● EXERCISE INSTRUCTIONS: Give back exactly the lines of the material below, starting with the line with "x=341, y=322" and going on through the line with "x=138, y=38".

● DATA IN THIS EXERCISE:

::::::::::

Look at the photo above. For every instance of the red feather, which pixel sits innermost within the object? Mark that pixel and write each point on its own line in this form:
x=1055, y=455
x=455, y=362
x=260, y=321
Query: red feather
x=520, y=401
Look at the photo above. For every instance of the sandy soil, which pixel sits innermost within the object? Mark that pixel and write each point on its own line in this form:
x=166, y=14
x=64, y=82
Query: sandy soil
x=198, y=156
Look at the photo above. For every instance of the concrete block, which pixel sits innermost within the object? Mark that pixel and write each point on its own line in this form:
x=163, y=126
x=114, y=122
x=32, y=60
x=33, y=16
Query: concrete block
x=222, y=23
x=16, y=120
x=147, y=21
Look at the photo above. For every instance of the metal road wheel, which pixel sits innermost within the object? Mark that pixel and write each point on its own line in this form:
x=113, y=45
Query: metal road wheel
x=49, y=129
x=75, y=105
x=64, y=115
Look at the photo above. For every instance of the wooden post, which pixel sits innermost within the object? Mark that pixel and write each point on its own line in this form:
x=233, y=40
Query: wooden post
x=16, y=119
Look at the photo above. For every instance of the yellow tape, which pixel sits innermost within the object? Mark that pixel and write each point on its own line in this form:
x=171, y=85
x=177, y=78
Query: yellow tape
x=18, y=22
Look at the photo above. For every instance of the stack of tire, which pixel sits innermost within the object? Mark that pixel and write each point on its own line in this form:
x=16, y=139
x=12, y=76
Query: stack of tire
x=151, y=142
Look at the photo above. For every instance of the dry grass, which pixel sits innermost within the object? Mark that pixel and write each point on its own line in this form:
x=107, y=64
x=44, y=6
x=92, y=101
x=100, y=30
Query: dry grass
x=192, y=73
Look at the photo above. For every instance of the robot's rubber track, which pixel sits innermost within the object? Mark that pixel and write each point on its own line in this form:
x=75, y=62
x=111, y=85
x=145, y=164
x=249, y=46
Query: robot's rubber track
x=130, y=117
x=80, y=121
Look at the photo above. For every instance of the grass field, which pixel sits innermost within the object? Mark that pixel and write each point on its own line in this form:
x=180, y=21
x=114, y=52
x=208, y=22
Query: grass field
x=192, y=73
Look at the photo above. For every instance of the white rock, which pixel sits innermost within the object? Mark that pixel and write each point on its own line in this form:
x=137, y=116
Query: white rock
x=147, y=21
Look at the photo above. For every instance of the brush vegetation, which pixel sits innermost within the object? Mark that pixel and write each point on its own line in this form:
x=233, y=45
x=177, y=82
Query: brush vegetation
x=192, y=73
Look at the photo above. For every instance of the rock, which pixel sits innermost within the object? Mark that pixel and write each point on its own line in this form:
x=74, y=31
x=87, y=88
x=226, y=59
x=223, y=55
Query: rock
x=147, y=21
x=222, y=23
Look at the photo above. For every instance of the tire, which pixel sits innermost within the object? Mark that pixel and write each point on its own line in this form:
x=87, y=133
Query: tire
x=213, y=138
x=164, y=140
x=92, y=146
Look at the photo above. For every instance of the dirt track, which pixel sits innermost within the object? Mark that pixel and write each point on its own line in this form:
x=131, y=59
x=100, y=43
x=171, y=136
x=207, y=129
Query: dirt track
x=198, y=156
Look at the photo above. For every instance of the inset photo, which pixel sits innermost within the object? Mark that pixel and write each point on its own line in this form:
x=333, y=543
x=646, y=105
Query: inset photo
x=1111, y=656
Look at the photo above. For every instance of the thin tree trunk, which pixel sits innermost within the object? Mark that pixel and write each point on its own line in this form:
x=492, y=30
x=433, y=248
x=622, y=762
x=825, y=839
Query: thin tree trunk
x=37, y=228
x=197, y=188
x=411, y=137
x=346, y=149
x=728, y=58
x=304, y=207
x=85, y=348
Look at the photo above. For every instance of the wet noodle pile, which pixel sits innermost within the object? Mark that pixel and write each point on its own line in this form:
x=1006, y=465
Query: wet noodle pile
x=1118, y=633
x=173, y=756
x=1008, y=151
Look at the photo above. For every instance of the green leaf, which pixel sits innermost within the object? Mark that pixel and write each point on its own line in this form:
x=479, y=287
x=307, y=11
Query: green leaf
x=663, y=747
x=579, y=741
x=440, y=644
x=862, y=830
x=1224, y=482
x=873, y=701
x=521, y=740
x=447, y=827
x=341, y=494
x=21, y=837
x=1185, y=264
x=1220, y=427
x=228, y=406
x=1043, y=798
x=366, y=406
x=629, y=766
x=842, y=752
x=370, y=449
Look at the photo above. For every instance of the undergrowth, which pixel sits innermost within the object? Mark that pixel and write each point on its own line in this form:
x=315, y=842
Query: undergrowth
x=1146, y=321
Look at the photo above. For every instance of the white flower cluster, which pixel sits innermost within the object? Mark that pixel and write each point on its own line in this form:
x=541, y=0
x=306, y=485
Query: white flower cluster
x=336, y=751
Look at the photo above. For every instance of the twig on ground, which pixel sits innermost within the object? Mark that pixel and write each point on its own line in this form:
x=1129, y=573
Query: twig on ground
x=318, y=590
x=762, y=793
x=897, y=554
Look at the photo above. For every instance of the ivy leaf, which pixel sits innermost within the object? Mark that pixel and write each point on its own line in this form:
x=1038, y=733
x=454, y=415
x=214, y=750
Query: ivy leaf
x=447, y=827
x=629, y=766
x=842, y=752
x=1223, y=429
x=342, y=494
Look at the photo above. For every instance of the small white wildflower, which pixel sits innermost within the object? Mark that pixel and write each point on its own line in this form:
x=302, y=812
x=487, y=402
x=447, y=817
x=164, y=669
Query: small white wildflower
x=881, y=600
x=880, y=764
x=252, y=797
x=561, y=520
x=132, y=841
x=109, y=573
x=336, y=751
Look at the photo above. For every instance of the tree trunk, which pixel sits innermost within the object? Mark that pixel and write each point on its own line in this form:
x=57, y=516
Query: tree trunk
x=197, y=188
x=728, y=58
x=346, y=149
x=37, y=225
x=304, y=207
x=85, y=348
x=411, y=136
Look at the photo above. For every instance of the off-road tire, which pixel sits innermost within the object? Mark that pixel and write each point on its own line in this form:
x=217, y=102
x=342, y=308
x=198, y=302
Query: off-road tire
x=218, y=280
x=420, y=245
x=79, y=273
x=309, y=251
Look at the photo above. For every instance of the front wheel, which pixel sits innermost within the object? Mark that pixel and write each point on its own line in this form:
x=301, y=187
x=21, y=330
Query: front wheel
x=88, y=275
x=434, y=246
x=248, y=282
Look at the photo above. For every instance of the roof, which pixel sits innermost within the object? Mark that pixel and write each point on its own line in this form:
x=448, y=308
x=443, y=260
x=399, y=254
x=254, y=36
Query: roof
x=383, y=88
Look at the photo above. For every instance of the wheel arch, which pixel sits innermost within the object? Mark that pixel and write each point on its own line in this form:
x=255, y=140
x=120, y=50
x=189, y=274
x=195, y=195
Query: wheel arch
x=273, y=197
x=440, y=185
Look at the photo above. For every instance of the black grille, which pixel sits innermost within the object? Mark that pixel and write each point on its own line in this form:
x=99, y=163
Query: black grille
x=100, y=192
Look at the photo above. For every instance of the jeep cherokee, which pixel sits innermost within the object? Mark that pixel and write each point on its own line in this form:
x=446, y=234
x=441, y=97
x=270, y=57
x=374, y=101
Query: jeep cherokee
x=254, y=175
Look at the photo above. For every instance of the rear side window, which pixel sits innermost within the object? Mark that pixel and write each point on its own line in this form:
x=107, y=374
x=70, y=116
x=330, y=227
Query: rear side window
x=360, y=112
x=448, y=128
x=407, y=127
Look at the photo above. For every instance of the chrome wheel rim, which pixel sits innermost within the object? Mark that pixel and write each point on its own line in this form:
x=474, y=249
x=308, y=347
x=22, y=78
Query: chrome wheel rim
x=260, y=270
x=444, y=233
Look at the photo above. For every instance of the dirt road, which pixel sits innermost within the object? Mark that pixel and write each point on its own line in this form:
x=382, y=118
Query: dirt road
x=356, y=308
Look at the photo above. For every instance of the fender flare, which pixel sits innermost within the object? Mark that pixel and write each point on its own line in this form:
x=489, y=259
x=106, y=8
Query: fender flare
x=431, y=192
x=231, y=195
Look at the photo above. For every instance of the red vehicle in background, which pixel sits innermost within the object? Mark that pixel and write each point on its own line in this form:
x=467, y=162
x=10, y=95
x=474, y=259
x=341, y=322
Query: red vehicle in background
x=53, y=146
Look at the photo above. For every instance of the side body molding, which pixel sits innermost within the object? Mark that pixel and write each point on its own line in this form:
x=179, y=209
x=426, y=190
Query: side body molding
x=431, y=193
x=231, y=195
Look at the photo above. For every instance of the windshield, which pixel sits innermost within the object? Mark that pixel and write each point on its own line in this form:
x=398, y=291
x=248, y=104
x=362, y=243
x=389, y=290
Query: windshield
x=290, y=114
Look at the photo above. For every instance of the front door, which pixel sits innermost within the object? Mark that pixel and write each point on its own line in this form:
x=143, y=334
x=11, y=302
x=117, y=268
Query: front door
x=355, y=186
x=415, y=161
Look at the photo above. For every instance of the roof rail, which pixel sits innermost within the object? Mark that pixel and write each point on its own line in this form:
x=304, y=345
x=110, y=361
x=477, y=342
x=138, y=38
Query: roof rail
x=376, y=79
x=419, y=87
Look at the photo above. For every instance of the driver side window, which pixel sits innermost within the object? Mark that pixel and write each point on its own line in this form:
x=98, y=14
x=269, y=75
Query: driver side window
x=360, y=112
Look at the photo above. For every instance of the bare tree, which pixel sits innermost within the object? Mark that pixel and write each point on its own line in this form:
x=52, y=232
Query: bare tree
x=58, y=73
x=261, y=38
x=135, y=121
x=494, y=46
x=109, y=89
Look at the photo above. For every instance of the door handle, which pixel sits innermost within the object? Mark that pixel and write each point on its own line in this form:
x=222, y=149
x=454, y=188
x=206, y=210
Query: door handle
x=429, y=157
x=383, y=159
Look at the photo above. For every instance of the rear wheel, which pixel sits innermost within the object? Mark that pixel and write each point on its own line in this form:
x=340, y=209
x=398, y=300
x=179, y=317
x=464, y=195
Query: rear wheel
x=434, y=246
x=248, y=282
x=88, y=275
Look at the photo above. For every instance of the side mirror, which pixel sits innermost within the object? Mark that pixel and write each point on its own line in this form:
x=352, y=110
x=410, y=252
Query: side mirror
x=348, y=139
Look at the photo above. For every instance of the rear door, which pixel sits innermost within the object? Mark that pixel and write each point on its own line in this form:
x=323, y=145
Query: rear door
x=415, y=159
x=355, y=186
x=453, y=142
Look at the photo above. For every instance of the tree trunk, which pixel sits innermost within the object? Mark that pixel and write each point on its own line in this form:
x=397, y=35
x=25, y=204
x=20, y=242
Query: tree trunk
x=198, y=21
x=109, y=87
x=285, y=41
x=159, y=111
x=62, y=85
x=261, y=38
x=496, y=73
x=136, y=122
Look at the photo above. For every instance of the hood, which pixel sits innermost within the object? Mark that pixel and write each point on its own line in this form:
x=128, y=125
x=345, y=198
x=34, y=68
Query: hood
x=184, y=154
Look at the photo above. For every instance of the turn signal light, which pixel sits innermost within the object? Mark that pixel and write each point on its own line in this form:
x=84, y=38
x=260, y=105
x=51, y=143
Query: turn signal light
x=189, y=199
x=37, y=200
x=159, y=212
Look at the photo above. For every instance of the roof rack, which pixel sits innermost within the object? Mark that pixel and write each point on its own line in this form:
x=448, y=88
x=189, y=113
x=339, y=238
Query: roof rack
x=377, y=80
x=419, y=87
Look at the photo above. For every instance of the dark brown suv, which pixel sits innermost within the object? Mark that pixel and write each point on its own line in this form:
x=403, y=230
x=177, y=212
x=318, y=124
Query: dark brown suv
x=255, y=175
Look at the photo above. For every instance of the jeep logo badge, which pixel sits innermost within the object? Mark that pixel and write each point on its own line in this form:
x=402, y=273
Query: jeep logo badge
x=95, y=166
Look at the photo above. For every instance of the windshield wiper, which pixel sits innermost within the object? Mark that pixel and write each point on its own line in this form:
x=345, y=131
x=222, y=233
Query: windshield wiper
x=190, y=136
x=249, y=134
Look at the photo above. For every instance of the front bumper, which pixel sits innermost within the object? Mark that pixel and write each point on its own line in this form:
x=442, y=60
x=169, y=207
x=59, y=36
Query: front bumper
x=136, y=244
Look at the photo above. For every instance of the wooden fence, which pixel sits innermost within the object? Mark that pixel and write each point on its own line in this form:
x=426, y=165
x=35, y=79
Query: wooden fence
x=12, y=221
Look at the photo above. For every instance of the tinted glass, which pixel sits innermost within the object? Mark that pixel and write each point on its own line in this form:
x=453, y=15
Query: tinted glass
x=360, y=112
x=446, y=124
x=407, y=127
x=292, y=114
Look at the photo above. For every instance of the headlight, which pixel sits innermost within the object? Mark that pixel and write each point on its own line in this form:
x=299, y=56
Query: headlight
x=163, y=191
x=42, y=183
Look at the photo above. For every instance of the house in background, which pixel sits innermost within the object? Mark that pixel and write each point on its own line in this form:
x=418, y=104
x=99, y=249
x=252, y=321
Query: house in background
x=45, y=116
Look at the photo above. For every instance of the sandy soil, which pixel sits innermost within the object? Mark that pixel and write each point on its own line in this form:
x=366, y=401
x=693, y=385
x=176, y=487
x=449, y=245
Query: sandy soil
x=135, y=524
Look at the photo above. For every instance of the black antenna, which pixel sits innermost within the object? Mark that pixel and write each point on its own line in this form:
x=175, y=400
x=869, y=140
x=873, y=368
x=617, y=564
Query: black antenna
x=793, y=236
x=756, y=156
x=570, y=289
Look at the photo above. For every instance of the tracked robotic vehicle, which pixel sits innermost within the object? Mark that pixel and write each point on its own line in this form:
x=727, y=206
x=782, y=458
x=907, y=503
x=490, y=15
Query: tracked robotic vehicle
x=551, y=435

::::::::::

● TASK RESULT:
x=341, y=322
Query: red vehicle in background
x=53, y=146
Look at the photo above. For every instance of the side body molding, which pixel sits innermost within the object? Mark that pixel and write each point on its own line in this form:
x=179, y=209
x=426, y=190
Query: side body molding
x=431, y=193
x=231, y=195
Look at the photo above. For every instance of the windshield, which pixel sits innermost within the object? Mark that pixel and write each point on its own line in this form:
x=398, y=291
x=248, y=104
x=362, y=243
x=389, y=290
Query: windshield
x=290, y=114
Look at the photo above. For every instance of the front door, which pixel sits innermost within the object? Mark that pixel and write each point on its own line in this form:
x=143, y=334
x=11, y=302
x=117, y=268
Query: front door
x=355, y=186
x=415, y=161
Look at the photo above. For every instance of the roof rail, which pixel sits innermost within the object? Mark that pixel and write each point on its own line in this form:
x=304, y=345
x=110, y=361
x=477, y=342
x=138, y=38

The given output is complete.